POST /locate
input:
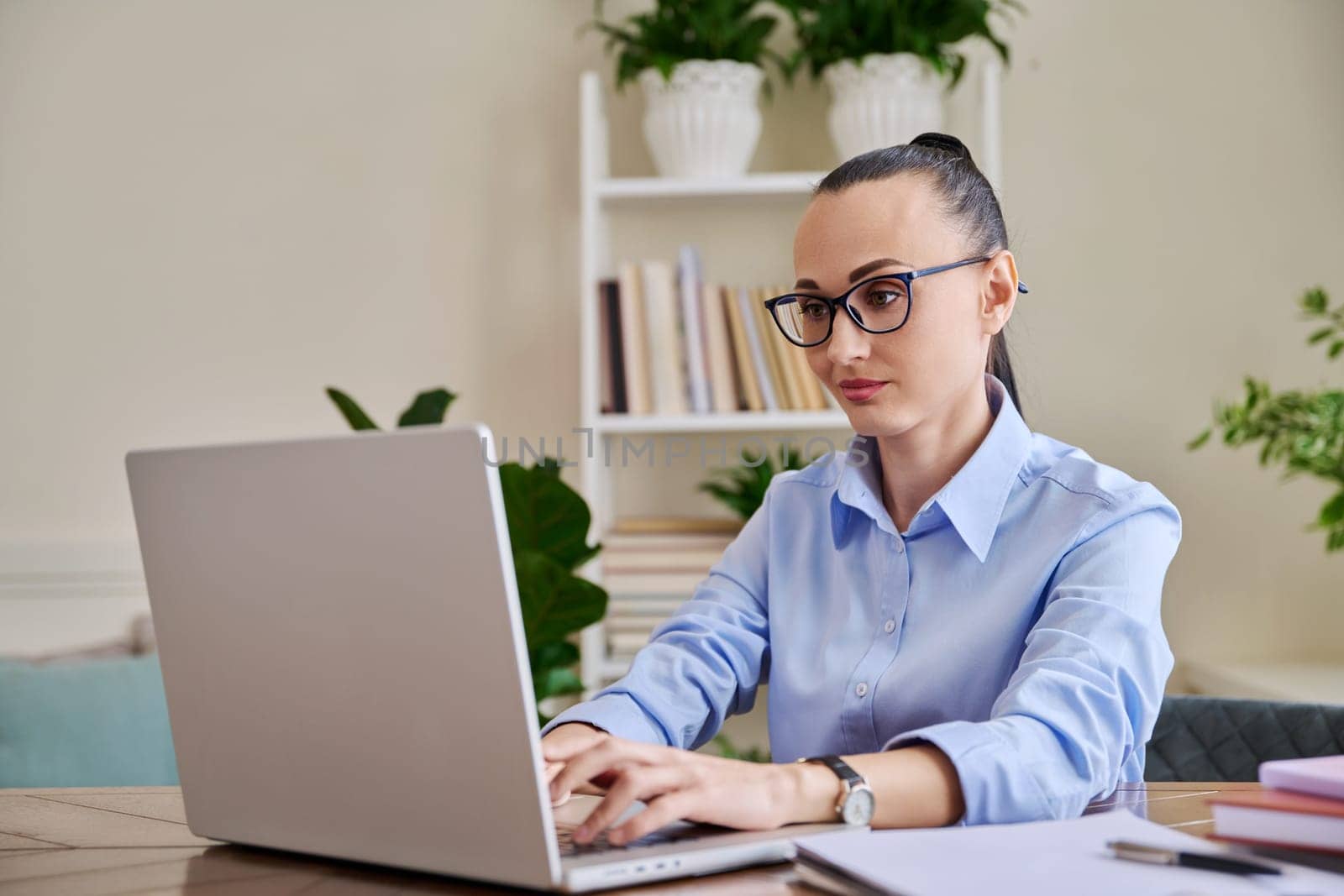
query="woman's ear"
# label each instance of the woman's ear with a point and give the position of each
(1000, 291)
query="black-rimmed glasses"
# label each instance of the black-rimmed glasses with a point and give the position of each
(884, 305)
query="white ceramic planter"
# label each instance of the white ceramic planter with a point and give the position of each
(886, 100)
(703, 121)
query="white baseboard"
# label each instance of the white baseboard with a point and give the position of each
(58, 597)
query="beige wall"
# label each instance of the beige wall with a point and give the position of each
(208, 211)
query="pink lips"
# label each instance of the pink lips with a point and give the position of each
(860, 390)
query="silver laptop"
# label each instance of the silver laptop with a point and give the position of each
(343, 653)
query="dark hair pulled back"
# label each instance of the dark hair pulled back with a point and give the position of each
(967, 196)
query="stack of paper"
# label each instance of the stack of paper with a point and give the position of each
(1038, 859)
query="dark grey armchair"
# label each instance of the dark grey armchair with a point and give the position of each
(1222, 739)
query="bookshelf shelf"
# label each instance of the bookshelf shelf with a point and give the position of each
(757, 184)
(602, 199)
(736, 422)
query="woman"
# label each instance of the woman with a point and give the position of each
(965, 611)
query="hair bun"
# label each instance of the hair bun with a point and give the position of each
(947, 143)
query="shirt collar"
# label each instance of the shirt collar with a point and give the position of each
(974, 499)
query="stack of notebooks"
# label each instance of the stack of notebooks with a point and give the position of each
(651, 566)
(674, 343)
(1300, 809)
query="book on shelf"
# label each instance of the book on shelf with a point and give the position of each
(652, 569)
(611, 349)
(675, 342)
(635, 343)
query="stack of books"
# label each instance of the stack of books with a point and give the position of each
(674, 343)
(1301, 808)
(651, 566)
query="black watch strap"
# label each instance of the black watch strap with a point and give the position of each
(840, 768)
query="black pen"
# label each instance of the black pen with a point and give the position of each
(1159, 856)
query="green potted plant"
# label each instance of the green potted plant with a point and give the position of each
(887, 62)
(743, 488)
(548, 528)
(1301, 430)
(699, 66)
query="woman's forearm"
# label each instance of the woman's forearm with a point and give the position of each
(913, 786)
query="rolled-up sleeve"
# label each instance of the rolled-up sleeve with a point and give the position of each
(1084, 699)
(703, 663)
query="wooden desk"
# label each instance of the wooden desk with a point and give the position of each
(136, 840)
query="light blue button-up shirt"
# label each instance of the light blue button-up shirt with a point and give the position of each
(1015, 624)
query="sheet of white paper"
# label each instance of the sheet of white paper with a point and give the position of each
(1046, 857)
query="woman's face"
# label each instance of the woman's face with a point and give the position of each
(940, 351)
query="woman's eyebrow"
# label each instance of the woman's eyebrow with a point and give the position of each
(857, 273)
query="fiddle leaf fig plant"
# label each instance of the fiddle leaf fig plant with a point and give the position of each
(1304, 432)
(679, 29)
(548, 527)
(833, 29)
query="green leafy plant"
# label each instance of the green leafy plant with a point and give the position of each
(548, 527)
(743, 488)
(679, 29)
(1301, 430)
(833, 29)
(730, 752)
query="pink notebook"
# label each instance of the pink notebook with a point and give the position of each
(1320, 775)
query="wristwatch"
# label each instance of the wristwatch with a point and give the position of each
(857, 801)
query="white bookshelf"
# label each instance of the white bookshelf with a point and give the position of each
(600, 196)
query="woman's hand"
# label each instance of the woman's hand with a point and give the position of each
(573, 736)
(675, 783)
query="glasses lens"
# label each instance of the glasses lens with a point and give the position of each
(803, 318)
(880, 305)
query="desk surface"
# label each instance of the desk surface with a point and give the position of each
(134, 840)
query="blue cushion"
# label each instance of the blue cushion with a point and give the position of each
(85, 723)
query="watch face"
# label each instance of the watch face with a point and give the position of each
(858, 806)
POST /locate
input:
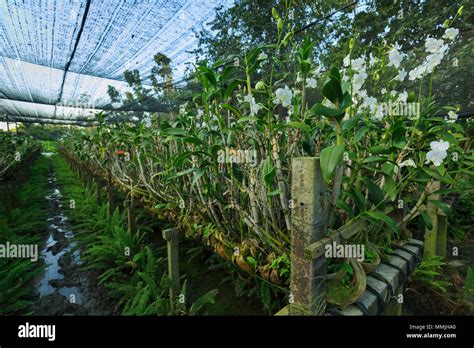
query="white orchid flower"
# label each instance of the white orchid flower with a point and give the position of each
(402, 97)
(283, 96)
(401, 75)
(311, 83)
(254, 106)
(452, 117)
(262, 56)
(346, 61)
(408, 163)
(395, 56)
(433, 45)
(437, 153)
(450, 33)
(358, 64)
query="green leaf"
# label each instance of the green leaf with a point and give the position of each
(330, 157)
(427, 220)
(247, 119)
(361, 133)
(332, 90)
(378, 215)
(269, 171)
(350, 124)
(297, 124)
(441, 205)
(232, 109)
(389, 187)
(437, 176)
(274, 193)
(346, 101)
(375, 193)
(379, 149)
(319, 109)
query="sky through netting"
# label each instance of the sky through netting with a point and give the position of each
(55, 54)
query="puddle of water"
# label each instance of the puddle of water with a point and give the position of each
(67, 292)
(59, 232)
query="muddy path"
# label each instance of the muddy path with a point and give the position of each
(63, 288)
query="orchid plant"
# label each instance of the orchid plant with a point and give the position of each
(379, 147)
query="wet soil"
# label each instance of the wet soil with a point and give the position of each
(63, 288)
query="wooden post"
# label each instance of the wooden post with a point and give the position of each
(110, 195)
(431, 235)
(442, 234)
(97, 190)
(172, 243)
(6, 199)
(308, 224)
(132, 224)
(394, 307)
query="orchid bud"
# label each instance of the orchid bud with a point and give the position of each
(275, 13)
(260, 85)
(351, 43)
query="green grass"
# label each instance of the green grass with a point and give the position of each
(26, 225)
(132, 270)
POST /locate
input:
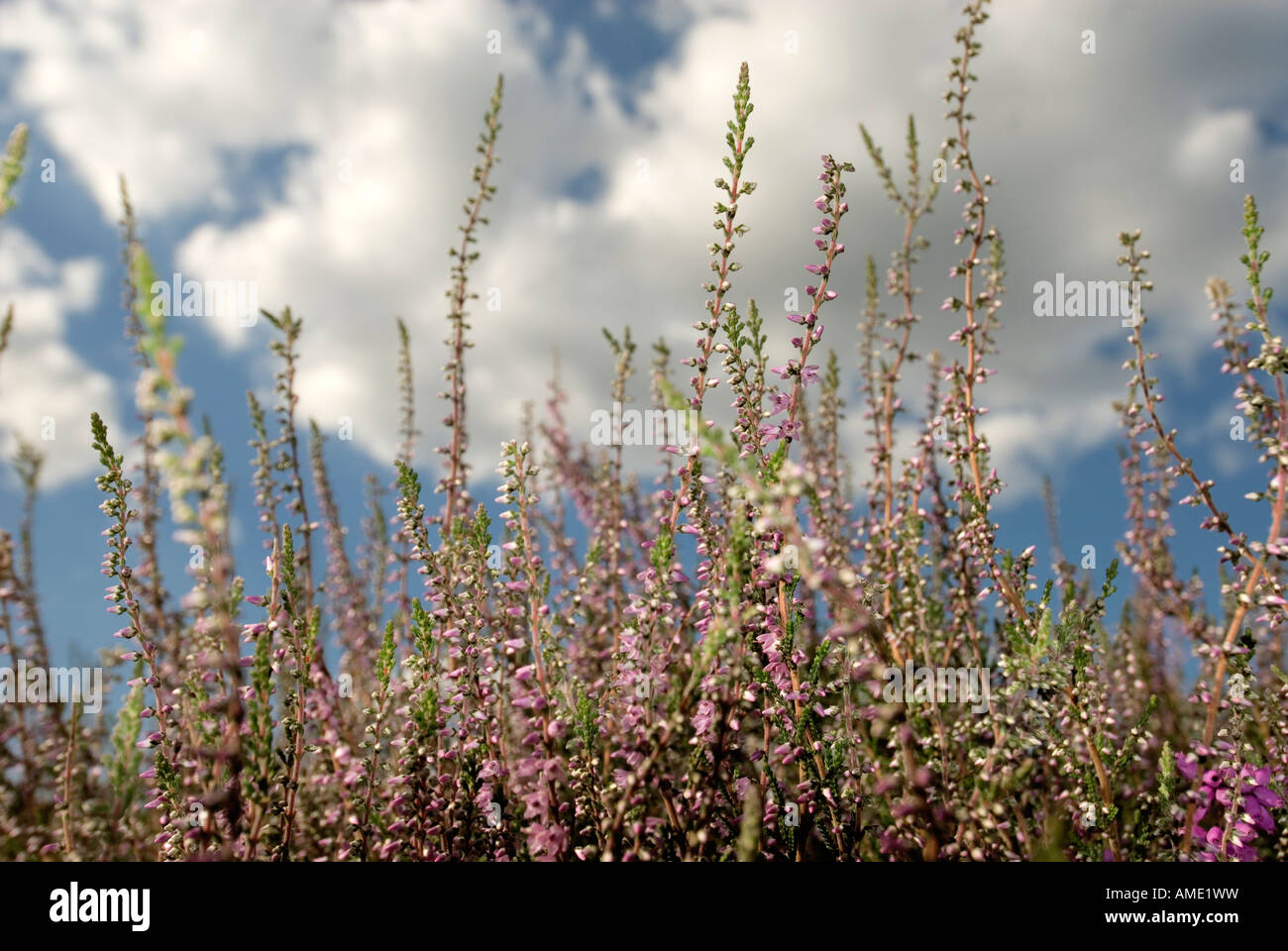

::::

Return each record as written, minus its images.

| EXERCISE ANSWER |
POST /locate
input:
query="woman's ear"
# label each instance of the woman's ear with a point and give the position of each
(1000, 291)
query="black-rimmed glasses"
# label each instance of the black-rimmed glasses with a point and give the position of each
(884, 305)
query="white ceramic planter"
# label each instance of the white ceramic planter with a point and give the position of each
(886, 100)
(703, 121)
query="white baseboard"
# label each instance of the white baseboard with a point and give the position of each
(58, 597)
query="beige wall"
# label each instance of the beige wall with a point and give the position of each
(208, 211)
query="pink lips"
# label each instance of the pink lips with a point and give the position of each
(860, 390)
query="silver laptop"
# label each instance of the silver laptop with a point and give the position of each
(343, 653)
query="dark hair pulled back"
# label each instance of the dark hair pulled back with a point and give the position of each
(967, 196)
query="stack of paper"
# label each instance of the stack of paper with a point and give the position of each
(1038, 859)
query="dark grey armchair"
# label each instance of the dark grey armchair with a point and give the position of each
(1222, 739)
query="bookshelf shelf"
# label each instance of the bookshelf shelf with a point and give the position of each
(757, 184)
(602, 199)
(736, 422)
query="woman"
# label each instance of the woman with a point and give the position of each
(965, 611)
query="hair bun"
# label each instance of the hair bun with a point and give the position of each
(947, 143)
query="shirt collar"
# label each instance of the shirt collar with a point and give the position of each
(974, 499)
query="stack of notebooks"
# label each instance of the stack of notebooks with a point and give the position of each
(651, 566)
(674, 343)
(1300, 809)
query="book on shelf"
# label each instance of the book on shelf with a point and give the position of each
(652, 569)
(611, 349)
(675, 342)
(635, 343)
query="stack of books"
# label each instance of the stack of books with a point and give the position of each
(674, 343)
(1301, 808)
(651, 566)
query="black watch strap"
# label each instance of the black watch strap with a point and give the position of each
(840, 768)
query="black pen"
# label each instance of the black pen with a point and give the position of each
(1159, 856)
query="green potted plant"
# label each instance of the green potted plant with a point and give the position of each
(887, 62)
(743, 488)
(548, 528)
(1301, 430)
(699, 66)
query="woman's forearm"
# label each instance of the woman's forearm with a point and give the position of each
(913, 786)
query="rolled-up sleeve"
# label each instance of the rolled-up sleeve with a point and give the position of each
(1084, 699)
(703, 663)
query="wooden desk"
# label each instance of the wooden desk with a point and give the position of each
(136, 840)
query="light blue button-up shirt"
# label each instance of the light blue button-up shirt with a point and give the position of each
(1015, 624)
query="sheet of white paper"
# label each instance of the sheet of white paper with a point and give the position of each
(1046, 857)
query="woman's face"
# label each instance of the woman's face with a point and give the position of each
(940, 351)
query="woman's eyebrow"
# label each instance of the woman's eyebrow with a point and give the position of each
(857, 273)
query="fiddle leaf fig plant"
# label each instance of the fiddle leaf fig plant with a point and give the position of each
(1304, 432)
(679, 29)
(548, 527)
(833, 29)
query="green leafy plant"
# label each instance of the green leafy plant with a point and give the position of each
(548, 527)
(743, 488)
(679, 29)
(1301, 430)
(833, 29)
(730, 752)
query="pink notebook"
# label each instance of the pink notebook with a point and give the position of each
(1320, 775)
query="wristwatch"
# label each instance of the wristwatch with a point and give the position of each
(857, 801)
query="white bookshelf"
# label each instance of the white bookshelf with a point and give the position of each
(600, 196)
query="woman's hand"
# label each instance of the woman's hand with a point and give the position of each
(573, 736)
(675, 783)
query="glasses lens"
# label each instance of the glasses lens with a point and give the position of each
(803, 318)
(880, 305)
query="desk surface"
# label each instance of the desk surface with a point and give the position of each
(134, 840)
query="blue cushion"
# label each instance of the blue cushion with a point and give the position of each
(85, 723)
query="watch face"
# label each instance of the watch face with a point and give the position of each
(858, 806)
POST /locate
input:
query="white orchid flower"
# label each instance of the white orchid flower with a point and give the position of each
(402, 97)
(283, 96)
(401, 75)
(311, 83)
(254, 106)
(452, 117)
(262, 56)
(346, 61)
(408, 163)
(395, 56)
(433, 45)
(437, 153)
(450, 33)
(358, 64)
query="green leaf"
# label each instance of the green leaf with a point and give the position of each
(330, 157)
(427, 220)
(247, 119)
(361, 133)
(332, 90)
(378, 215)
(269, 171)
(350, 124)
(297, 124)
(441, 205)
(232, 109)
(389, 187)
(437, 176)
(274, 193)
(346, 101)
(375, 193)
(379, 149)
(319, 109)
query="sky through netting"
# label each instance of the sky through netting with a point and give the position of each
(55, 54)
query="puddle of water"
# label each instance of the puddle of water with a point and give the position of each
(67, 292)
(59, 232)
query="muddy path"
# label each instance of the muddy path with a point and give the position of each
(63, 288)
query="orchid plant"
# label each instance of the orchid plant with a point and give the position of each
(379, 147)
query="wet soil"
# label each instance of the wet soil with a point and give the position of each
(63, 288)
query="wooden post"
# label each instance of the wooden post with a point and give the position of each
(110, 195)
(431, 235)
(442, 234)
(97, 190)
(172, 243)
(6, 199)
(308, 224)
(132, 224)
(394, 307)
query="orchid bud"
# label each instance of the orchid bud with a point and give the position of each
(275, 13)
(260, 85)
(351, 43)
query="green grass"
# label each instance of the green grass with a point and give the position of each
(26, 225)
(132, 270)
POST /locate
input:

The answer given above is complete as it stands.